***** DATA ROWS

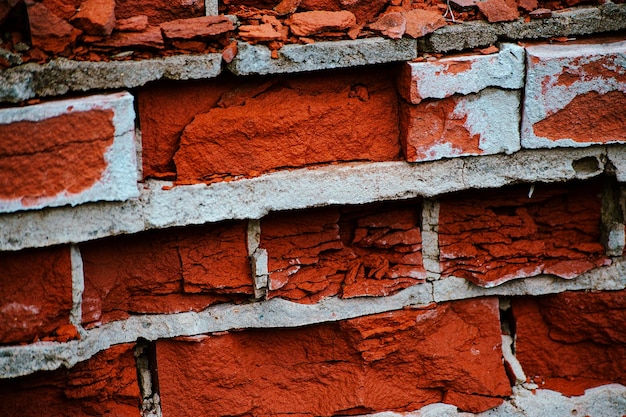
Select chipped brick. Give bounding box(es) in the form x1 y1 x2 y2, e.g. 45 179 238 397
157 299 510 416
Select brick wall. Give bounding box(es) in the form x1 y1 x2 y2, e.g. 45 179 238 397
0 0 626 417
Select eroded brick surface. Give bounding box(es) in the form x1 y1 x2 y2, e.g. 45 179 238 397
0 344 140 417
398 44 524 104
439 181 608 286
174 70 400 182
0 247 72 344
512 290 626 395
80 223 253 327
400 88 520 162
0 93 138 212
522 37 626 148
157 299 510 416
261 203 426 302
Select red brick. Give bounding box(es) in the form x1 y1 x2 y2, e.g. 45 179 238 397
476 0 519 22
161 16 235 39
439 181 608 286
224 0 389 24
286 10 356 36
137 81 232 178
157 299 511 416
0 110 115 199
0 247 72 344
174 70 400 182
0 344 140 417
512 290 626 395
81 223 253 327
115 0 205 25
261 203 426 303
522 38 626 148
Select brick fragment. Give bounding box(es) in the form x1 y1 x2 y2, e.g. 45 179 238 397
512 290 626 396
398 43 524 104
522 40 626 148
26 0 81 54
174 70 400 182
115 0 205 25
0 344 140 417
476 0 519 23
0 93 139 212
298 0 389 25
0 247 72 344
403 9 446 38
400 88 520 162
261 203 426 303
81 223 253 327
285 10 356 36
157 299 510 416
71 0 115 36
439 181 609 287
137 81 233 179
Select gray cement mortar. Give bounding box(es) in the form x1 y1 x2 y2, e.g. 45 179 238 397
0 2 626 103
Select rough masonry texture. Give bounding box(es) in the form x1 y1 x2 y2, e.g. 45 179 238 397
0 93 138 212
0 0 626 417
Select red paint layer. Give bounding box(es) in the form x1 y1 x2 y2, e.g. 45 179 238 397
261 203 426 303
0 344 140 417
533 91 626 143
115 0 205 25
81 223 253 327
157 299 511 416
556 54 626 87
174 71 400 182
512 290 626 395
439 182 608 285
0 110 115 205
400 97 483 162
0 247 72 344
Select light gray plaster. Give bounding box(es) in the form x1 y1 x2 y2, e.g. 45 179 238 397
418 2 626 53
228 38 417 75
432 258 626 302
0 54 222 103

**********
***** DATA ROWS

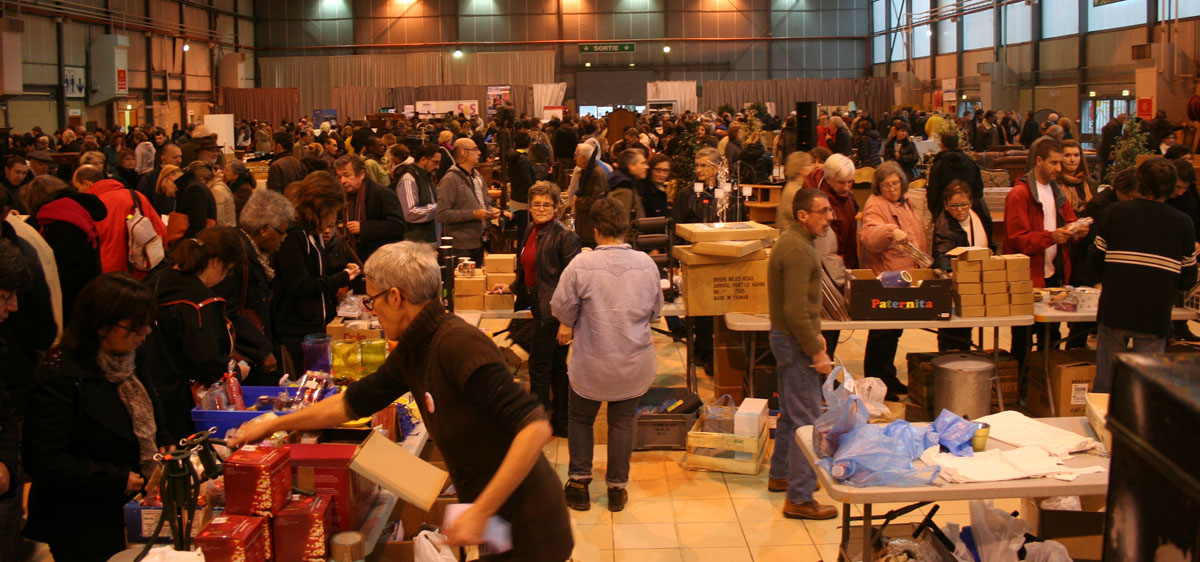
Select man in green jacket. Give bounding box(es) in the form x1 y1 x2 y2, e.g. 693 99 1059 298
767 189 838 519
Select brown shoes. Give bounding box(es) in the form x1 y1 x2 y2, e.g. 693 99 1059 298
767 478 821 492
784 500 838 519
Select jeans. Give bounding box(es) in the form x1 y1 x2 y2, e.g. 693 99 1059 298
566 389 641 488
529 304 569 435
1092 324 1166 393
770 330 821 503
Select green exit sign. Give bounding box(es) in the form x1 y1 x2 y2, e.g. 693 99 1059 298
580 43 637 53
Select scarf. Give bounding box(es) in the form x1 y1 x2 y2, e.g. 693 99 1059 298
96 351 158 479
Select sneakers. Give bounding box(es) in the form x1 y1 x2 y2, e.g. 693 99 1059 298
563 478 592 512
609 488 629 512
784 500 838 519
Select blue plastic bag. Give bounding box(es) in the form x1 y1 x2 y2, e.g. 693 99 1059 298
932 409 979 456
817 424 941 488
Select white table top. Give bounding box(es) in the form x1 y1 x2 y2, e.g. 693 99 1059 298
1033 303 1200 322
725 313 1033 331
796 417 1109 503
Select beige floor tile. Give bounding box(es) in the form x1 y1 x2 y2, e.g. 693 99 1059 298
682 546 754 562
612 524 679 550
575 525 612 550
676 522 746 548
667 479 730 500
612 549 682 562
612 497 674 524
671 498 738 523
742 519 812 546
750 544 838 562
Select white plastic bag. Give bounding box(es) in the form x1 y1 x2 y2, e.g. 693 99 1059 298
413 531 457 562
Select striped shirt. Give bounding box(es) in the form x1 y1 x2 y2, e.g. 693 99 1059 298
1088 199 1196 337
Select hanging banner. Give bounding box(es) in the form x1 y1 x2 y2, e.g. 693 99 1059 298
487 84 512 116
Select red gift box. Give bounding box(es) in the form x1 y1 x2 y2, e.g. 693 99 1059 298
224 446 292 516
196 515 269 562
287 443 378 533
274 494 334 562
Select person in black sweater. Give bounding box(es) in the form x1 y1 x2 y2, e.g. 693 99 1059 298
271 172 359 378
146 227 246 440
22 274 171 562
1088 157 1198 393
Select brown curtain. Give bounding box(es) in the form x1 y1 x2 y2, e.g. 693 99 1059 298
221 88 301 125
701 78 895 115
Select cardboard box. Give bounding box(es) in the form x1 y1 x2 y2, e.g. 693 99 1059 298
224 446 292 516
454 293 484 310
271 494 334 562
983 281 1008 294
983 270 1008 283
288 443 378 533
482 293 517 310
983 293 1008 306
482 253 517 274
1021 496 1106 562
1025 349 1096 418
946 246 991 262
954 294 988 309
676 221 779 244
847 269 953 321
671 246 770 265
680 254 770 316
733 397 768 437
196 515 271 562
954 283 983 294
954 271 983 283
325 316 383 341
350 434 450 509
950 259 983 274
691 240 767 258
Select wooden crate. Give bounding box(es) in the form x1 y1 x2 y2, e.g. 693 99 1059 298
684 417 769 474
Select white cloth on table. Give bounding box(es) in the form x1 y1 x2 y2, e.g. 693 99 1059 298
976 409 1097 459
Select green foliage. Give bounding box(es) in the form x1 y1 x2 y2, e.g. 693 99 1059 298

**********
***** DATA ROWS

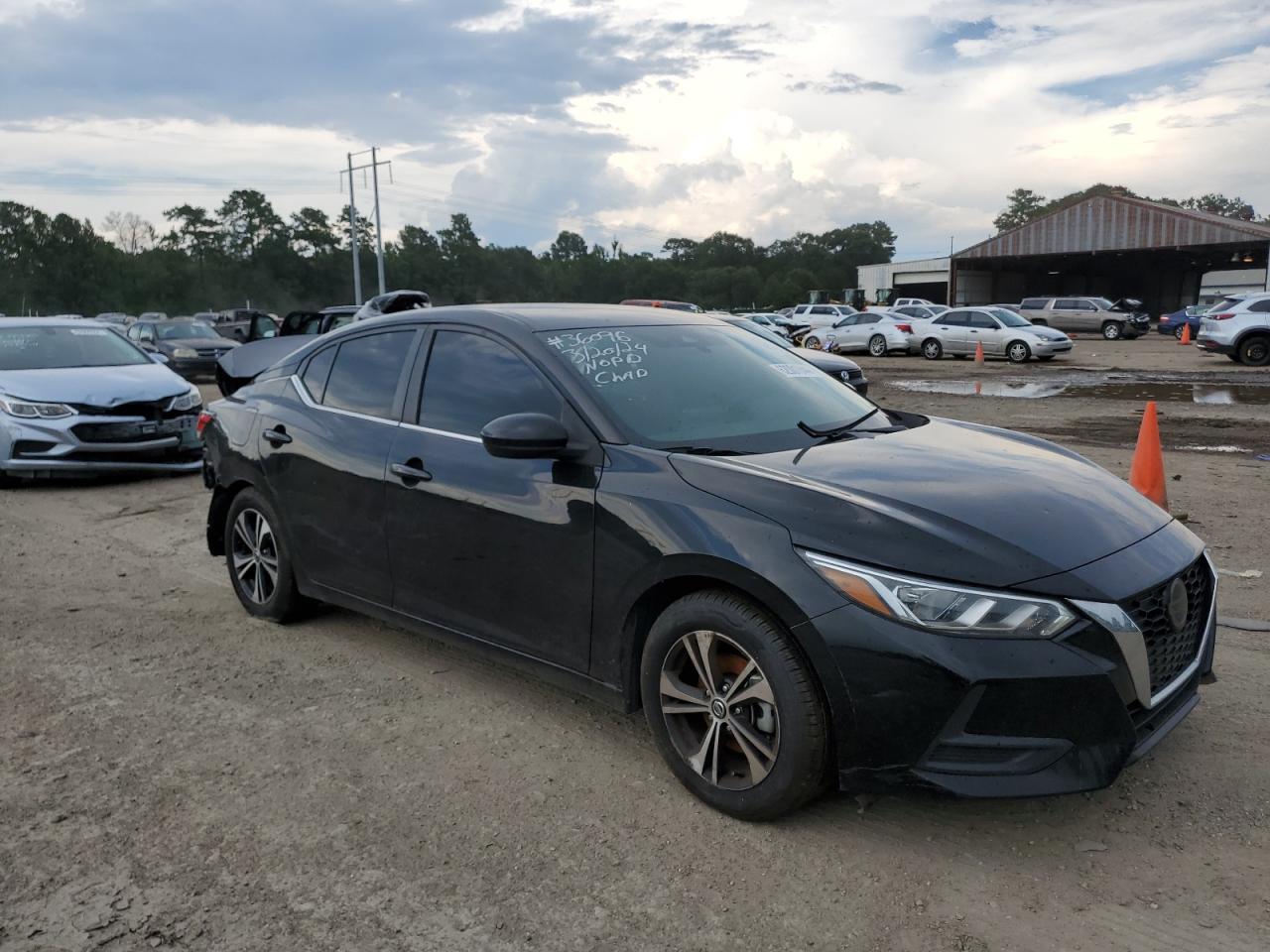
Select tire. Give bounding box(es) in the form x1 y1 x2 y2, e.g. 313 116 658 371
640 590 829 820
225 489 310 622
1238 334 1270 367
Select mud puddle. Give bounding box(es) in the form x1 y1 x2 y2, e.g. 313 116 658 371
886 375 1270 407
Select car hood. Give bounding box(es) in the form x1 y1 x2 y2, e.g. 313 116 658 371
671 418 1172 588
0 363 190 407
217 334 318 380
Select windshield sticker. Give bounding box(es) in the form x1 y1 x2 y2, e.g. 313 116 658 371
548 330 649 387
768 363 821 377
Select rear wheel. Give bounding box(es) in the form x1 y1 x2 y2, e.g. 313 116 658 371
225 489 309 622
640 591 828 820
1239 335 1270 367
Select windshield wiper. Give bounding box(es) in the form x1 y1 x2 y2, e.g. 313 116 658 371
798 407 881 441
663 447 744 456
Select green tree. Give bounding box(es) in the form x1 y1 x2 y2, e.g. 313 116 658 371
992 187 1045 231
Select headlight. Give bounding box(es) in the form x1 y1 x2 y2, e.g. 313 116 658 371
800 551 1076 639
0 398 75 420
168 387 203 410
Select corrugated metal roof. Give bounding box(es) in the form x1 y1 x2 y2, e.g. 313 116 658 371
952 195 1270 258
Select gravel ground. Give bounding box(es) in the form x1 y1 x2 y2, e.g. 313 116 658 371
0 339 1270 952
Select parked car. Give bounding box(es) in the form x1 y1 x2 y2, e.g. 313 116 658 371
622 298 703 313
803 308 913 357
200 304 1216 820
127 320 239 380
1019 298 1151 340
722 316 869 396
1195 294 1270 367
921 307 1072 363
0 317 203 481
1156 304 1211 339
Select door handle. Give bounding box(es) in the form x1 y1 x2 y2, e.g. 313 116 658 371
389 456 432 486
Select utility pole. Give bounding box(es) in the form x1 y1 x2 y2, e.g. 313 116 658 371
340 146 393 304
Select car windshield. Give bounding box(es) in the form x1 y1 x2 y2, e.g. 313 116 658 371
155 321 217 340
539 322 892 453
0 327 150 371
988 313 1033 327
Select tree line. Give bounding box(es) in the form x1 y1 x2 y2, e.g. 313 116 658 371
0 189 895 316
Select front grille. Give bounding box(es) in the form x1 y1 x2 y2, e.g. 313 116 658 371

**********

#### EXERCISE:
Please change "cardboard box" to "paper carton" in the records between the lines holding "Select person in" and "976 409 1097 459", inclusive, and return only those lines with everything else left as it is.

#### SOLUTION:
Select person in black sweater. Give bounding box(es) in the form x1 y1 x2 y2, e.g. 693 99 1059 298
271 172 359 378
146 227 246 440
22 274 171 562
1088 157 1198 393
Select brown curtain. Give bounding box(es) in the form x1 y1 x2 y2, e.g. 693 99 1059 298
221 88 301 125
701 78 895 115
Select paper carton. Give bounding box(es) in the form x1 y1 x2 y2, e.g. 693 99 1059 298
224 446 292 516
454 293 484 310
271 494 334 562
983 281 1008 294
983 270 1008 283
288 443 378 533
482 293 517 310
983 293 1008 306
482 253 517 274
1021 496 1106 562
1025 349 1096 418
946 246 991 262
954 294 988 309
676 221 779 244
847 269 953 321
671 246 770 265
680 254 770 316
733 397 768 437
196 515 271 562
954 283 983 294
954 271 983 283
325 316 383 341
350 434 450 509
950 259 983 274
691 240 767 258
Select wooden crate. Give bounding box(es) in the form x1 y1 x2 y2, e.g. 693 99 1059 298
684 417 769 474
Select white cloth on table. Give bounding box(es) in the form x1 y1 x2 y2, e.g. 693 99 1059 298
976 409 1097 459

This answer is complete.